Reproduce verbatim the part of the items that opens with the line containing "hat with a single marker." and runs through the end of the items, both ends included. Leave the pictures out.

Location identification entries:
-*-

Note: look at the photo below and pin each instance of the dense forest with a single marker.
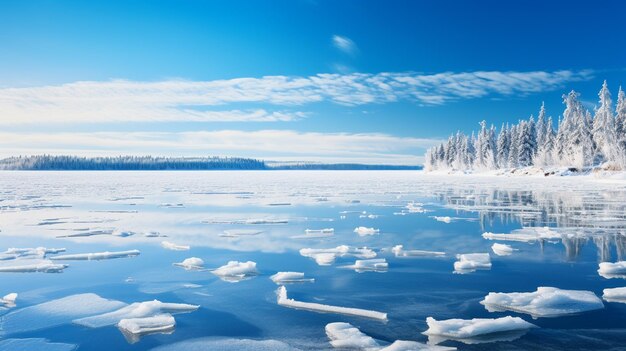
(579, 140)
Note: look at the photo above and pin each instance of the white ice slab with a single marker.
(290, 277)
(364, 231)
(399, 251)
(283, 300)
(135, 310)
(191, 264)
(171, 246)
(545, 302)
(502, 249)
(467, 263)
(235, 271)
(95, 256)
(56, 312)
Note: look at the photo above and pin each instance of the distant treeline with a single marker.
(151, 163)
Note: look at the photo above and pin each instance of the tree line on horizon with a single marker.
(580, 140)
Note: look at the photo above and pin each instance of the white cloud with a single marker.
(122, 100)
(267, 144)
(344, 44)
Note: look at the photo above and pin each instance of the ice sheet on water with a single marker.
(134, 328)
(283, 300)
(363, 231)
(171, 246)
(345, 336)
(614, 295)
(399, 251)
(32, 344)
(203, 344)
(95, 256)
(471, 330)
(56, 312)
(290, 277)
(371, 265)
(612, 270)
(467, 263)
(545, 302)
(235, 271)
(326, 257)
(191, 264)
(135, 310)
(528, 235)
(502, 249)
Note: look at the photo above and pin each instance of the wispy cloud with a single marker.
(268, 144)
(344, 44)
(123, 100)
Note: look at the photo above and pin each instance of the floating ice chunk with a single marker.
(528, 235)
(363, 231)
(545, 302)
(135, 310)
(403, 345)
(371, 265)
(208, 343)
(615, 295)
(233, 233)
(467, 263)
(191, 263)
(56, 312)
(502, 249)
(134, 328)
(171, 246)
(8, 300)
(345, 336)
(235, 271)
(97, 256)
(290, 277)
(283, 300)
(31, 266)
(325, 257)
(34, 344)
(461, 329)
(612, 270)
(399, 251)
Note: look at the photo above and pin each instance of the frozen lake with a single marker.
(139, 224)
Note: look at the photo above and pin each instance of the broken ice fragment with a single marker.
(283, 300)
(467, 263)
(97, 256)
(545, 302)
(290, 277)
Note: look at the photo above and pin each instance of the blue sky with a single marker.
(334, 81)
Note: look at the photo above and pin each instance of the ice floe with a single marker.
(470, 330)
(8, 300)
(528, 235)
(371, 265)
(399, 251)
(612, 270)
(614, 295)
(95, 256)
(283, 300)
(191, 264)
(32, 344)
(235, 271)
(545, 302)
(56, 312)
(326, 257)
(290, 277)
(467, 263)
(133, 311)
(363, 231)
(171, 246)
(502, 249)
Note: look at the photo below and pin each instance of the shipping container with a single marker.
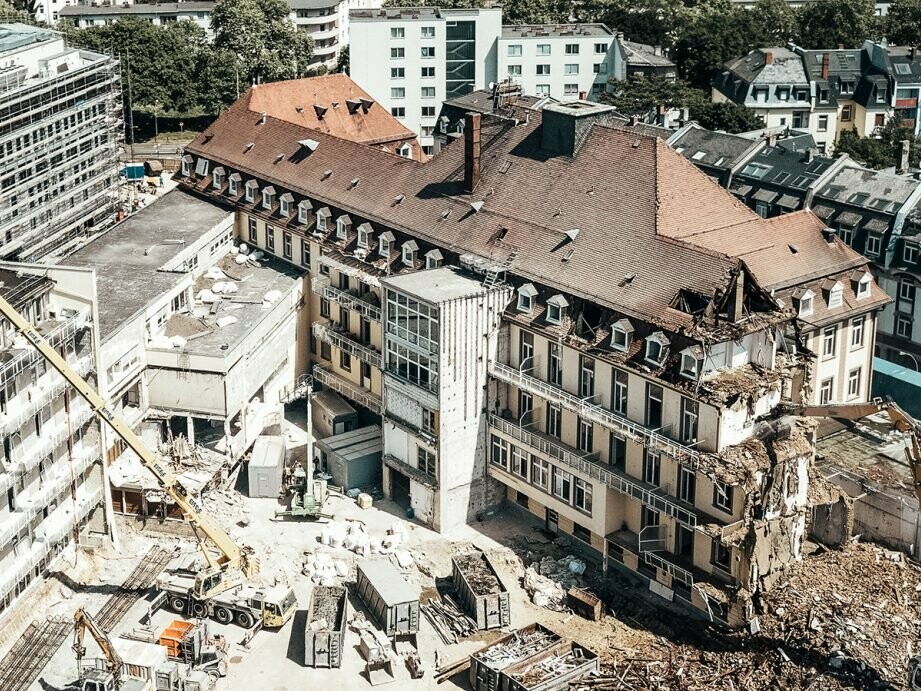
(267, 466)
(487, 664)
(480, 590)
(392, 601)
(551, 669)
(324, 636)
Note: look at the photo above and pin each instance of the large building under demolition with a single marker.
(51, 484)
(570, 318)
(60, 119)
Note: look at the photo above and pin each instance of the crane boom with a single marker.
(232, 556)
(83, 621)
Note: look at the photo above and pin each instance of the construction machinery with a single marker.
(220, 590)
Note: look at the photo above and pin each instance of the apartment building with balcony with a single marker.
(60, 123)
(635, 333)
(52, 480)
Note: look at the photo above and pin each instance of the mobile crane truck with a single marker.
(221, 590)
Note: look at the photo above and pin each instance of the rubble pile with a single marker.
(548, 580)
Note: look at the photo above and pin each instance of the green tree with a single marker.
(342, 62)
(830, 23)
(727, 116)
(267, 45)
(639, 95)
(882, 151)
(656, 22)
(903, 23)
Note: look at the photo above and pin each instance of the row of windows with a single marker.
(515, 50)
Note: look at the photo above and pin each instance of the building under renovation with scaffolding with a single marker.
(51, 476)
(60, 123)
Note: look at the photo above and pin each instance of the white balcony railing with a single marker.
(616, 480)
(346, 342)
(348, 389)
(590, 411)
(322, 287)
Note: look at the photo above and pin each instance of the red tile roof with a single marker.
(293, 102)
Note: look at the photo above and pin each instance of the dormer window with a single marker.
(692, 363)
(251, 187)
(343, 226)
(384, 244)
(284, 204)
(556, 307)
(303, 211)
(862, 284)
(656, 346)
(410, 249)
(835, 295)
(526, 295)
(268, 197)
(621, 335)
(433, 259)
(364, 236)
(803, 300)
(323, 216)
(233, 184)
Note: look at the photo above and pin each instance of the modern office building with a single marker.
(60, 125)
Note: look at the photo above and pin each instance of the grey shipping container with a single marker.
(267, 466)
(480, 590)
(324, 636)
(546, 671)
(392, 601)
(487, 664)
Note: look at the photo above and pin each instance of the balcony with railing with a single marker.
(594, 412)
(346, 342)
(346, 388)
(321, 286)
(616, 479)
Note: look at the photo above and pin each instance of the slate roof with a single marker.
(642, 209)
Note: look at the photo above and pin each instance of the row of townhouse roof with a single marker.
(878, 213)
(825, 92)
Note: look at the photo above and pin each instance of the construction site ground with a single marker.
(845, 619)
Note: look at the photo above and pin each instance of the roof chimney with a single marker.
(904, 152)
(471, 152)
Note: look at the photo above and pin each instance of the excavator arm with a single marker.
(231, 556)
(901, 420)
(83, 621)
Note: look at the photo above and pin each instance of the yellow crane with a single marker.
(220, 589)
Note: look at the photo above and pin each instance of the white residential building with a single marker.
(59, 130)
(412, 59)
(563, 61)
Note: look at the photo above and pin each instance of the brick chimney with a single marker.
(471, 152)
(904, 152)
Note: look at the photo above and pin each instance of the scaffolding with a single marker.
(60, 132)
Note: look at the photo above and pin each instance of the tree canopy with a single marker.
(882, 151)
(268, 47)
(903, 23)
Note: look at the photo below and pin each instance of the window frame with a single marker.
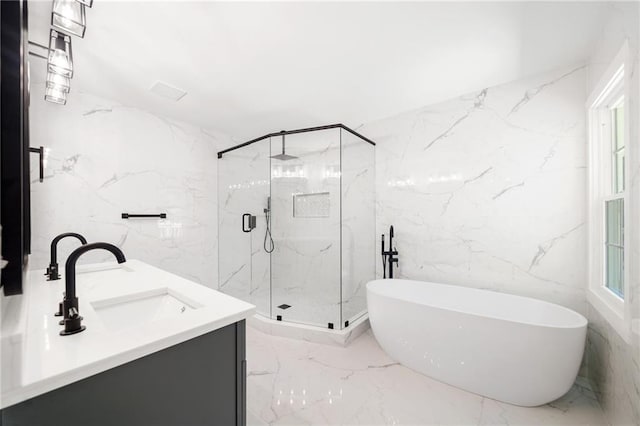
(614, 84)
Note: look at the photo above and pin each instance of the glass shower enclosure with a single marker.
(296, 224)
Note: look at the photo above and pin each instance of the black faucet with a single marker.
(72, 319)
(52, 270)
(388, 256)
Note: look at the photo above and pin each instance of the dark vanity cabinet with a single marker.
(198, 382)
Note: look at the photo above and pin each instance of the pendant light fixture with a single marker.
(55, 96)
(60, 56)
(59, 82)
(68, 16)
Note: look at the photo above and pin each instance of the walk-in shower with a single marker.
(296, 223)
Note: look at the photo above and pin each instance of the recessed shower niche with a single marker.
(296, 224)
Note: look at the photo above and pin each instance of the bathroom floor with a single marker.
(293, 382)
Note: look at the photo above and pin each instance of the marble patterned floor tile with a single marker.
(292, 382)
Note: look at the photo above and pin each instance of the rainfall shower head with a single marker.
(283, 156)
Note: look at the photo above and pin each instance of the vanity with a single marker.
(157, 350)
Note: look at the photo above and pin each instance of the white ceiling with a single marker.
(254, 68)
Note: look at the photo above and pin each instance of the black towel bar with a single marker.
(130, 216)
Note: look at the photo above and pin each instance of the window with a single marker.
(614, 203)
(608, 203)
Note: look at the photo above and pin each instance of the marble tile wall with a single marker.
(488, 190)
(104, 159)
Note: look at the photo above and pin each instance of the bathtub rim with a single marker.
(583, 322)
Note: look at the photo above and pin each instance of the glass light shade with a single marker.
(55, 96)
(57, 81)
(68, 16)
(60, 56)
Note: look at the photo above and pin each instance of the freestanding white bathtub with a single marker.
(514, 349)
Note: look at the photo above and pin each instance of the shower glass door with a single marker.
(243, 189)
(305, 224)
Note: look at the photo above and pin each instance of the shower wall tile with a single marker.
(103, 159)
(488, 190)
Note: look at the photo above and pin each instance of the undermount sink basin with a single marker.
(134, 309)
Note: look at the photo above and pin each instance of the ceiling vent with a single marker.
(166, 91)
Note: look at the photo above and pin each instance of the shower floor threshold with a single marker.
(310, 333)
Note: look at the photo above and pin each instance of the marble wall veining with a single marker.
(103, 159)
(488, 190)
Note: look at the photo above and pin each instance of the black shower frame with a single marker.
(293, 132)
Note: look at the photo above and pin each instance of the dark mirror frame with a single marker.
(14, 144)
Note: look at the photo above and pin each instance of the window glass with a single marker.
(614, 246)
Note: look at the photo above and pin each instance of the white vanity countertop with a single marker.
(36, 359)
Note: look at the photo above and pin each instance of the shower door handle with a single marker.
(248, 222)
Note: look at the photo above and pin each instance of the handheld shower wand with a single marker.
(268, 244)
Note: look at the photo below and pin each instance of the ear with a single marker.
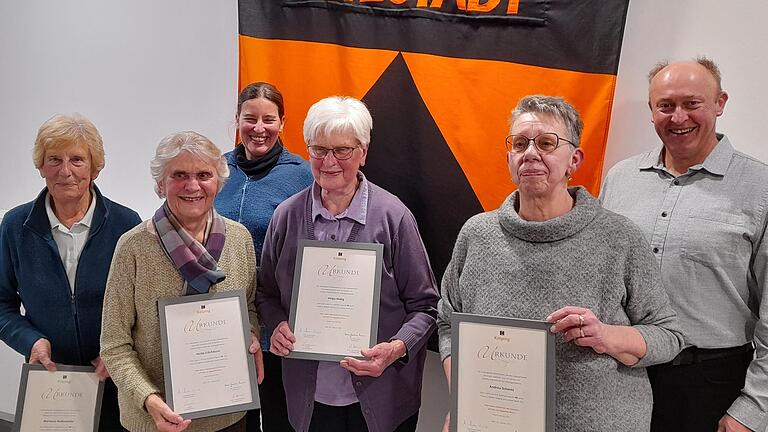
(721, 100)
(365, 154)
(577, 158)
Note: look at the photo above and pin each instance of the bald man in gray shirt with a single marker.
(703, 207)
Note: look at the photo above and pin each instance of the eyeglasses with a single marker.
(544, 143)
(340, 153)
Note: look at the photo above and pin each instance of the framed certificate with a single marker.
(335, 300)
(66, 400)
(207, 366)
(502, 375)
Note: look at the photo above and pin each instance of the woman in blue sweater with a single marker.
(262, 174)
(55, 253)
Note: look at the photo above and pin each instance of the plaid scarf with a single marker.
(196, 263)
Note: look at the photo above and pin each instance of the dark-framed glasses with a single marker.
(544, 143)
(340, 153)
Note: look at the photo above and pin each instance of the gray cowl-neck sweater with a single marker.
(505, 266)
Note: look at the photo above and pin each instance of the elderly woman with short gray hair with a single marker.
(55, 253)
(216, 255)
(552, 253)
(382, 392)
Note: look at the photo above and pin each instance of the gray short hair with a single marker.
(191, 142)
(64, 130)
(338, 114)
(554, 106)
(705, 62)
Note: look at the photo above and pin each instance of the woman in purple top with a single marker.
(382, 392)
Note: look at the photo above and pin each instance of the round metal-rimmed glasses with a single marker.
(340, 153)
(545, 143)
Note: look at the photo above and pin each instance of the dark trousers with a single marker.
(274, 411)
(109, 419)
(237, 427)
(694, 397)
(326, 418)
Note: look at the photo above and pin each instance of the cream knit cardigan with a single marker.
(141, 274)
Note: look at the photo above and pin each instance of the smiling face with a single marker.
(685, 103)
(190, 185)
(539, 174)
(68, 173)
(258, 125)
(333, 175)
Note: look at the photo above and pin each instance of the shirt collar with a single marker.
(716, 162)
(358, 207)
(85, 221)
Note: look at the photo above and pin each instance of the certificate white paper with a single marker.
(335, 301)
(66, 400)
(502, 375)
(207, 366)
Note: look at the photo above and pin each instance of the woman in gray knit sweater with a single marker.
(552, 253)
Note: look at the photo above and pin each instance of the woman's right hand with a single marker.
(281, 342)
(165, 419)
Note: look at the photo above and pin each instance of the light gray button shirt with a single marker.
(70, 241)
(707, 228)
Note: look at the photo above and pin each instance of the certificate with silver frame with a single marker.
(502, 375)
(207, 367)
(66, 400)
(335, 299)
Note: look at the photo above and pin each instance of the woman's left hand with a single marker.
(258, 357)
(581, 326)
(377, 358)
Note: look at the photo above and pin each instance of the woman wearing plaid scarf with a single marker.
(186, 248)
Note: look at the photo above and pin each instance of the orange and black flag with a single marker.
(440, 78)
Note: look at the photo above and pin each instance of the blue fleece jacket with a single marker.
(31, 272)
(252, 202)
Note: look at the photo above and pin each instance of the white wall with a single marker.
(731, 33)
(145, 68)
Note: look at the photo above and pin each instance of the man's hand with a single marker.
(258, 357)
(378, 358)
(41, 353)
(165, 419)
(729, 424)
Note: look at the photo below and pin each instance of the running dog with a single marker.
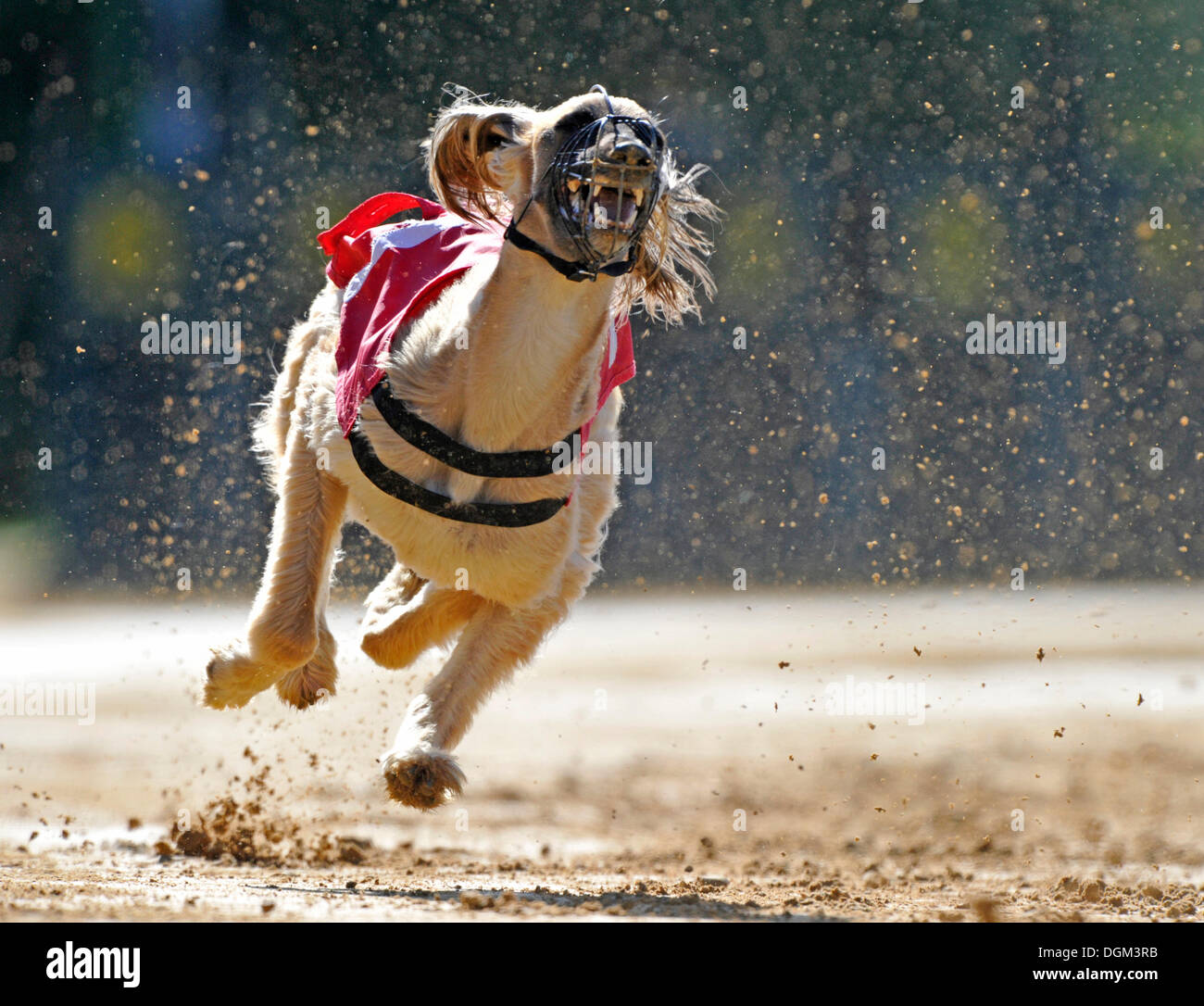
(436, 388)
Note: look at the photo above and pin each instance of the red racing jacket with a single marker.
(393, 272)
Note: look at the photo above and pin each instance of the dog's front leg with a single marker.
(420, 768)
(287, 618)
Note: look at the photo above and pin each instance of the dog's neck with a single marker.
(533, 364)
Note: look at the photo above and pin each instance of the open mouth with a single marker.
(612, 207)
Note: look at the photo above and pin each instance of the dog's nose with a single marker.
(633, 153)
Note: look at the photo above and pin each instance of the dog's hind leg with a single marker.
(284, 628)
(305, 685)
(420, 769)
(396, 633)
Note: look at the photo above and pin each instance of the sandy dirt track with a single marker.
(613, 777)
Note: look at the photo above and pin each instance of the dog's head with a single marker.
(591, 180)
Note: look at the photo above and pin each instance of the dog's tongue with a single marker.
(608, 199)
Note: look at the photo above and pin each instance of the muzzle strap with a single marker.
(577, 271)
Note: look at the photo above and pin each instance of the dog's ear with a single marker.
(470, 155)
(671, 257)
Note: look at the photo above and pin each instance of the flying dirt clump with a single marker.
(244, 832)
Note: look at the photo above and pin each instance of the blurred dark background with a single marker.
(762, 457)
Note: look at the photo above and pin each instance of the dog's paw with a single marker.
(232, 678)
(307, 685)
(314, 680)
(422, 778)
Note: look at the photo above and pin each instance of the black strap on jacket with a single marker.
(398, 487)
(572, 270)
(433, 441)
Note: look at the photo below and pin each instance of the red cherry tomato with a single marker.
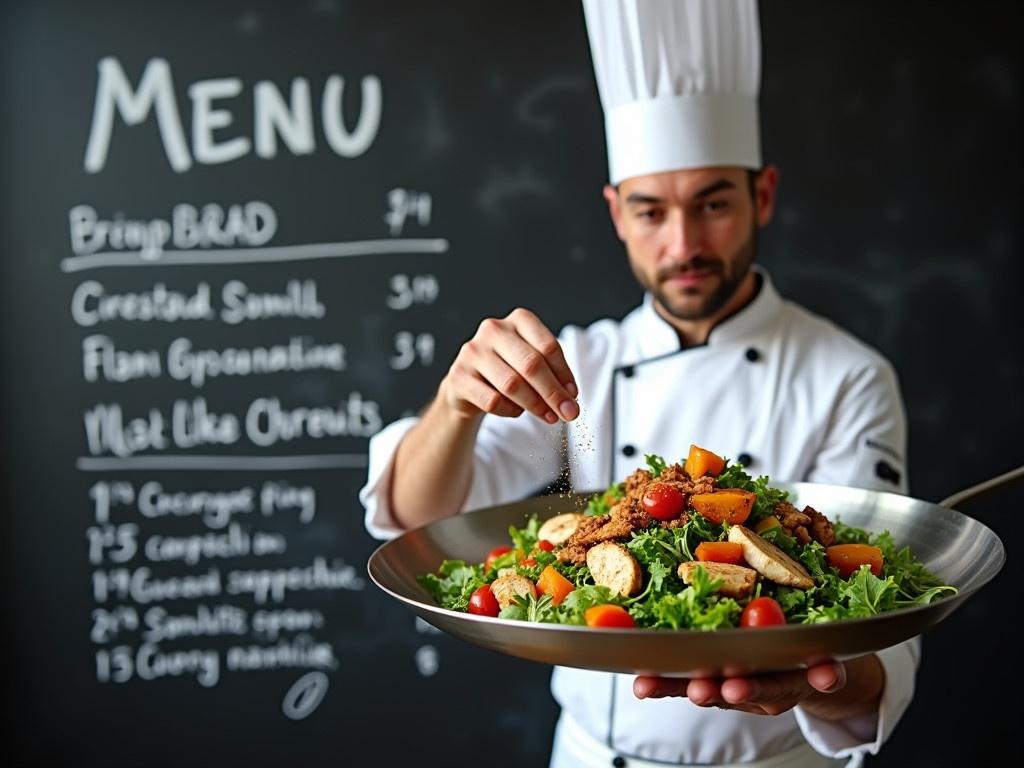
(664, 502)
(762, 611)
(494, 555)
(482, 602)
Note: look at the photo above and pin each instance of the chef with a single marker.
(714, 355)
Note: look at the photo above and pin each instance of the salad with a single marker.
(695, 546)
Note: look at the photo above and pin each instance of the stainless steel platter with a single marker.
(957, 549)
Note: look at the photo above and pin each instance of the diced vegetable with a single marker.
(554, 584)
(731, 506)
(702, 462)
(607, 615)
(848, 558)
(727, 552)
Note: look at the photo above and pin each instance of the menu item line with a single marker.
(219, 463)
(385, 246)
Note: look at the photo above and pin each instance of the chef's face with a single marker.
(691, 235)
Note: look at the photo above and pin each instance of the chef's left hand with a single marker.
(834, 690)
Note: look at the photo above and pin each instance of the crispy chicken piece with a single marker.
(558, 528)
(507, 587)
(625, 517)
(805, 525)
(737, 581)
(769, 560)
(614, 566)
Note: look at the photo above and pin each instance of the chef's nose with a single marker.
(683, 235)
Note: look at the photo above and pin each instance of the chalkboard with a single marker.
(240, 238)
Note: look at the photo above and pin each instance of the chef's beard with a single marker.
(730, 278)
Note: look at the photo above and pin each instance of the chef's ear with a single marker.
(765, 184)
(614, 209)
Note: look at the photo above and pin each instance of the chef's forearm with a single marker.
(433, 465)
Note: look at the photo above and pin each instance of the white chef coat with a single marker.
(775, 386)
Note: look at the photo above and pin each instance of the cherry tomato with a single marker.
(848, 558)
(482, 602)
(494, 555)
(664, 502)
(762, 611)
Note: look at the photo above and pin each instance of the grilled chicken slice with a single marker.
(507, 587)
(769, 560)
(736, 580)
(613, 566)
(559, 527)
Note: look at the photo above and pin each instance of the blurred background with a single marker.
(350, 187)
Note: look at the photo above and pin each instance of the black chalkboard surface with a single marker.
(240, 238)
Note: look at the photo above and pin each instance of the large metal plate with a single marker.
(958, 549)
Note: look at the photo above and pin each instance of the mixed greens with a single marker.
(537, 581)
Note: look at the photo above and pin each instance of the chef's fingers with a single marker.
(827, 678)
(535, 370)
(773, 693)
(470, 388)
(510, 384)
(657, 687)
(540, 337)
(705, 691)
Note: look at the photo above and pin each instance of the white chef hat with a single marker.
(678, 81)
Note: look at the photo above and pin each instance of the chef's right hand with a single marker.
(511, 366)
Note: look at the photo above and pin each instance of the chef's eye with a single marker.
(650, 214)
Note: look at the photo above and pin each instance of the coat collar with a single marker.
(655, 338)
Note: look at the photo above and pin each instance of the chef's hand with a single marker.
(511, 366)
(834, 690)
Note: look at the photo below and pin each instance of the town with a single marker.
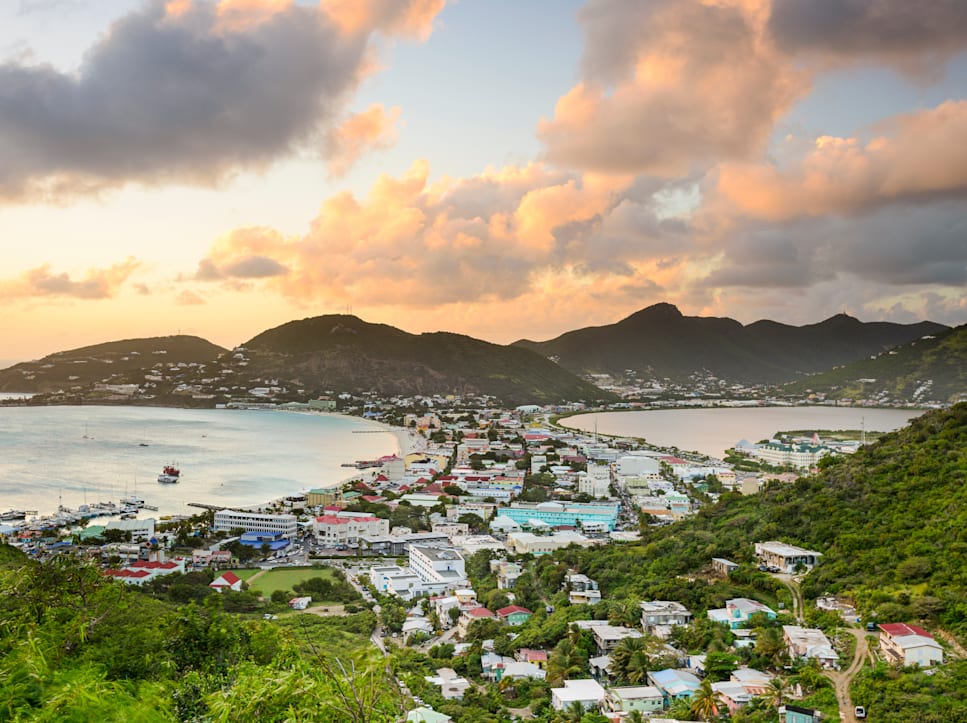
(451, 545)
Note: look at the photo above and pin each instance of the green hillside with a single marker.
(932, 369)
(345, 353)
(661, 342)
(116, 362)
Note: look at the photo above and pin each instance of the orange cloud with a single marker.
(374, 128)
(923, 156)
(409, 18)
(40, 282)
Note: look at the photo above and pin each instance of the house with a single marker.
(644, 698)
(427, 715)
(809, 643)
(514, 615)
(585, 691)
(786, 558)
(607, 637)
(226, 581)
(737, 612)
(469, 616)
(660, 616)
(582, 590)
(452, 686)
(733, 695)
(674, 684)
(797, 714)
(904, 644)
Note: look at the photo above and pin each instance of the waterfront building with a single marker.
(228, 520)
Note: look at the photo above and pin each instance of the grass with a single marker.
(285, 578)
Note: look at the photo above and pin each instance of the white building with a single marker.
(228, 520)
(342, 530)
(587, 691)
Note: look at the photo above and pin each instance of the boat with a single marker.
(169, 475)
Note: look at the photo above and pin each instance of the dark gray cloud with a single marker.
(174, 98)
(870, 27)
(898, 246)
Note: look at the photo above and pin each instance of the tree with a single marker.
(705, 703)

-*-

Exercise solution:
Note: look at the photo above and pin each instance of the white chef hat with a single marker.
(678, 81)
Note: look at the photo above and pin each instance of the chef's right hand with a single marker.
(511, 366)
Note: look at the photo above and pin each instance of the chef's eye with a single marker.
(650, 214)
Note: look at the photo above and pin each instance of the coat collar with a single marker.
(655, 338)
Note: look at the photo above and pin each instance of the chef's hand with a single marker.
(511, 366)
(834, 690)
Note: look at the photo below and pin each instance of the town with a single marker.
(451, 545)
Note: look at the photo above and pin each instance of the green hillside with a single marker.
(932, 369)
(345, 353)
(661, 342)
(116, 362)
Note: look at the photo above and pin each instance of the orange cloud with a single marker.
(374, 128)
(923, 156)
(409, 18)
(40, 282)
Note: look at the photo above and pin each instance of the house with a single marker.
(644, 698)
(427, 715)
(809, 643)
(514, 615)
(585, 691)
(786, 558)
(607, 637)
(226, 581)
(737, 612)
(469, 616)
(660, 616)
(582, 590)
(452, 686)
(733, 695)
(674, 684)
(797, 714)
(904, 644)
Note: look at the photo above and pin each instance of the waterfront building with a single marker.
(228, 520)
Note: look at the photo above and pin each instance of the grass with a single marker.
(285, 578)
Note: look at the photo above and pin each instance of the white building with a single marker.
(228, 520)
(342, 530)
(587, 691)
Note: look at the photo above and pin each instance of the boat with a single marker.
(169, 475)
Note: look at the photo above and pin each instance of the dark gray cloud with a single marker.
(174, 98)
(870, 27)
(898, 246)
Note: look at the photo above and pin each instance of the tree with a single marker.
(705, 703)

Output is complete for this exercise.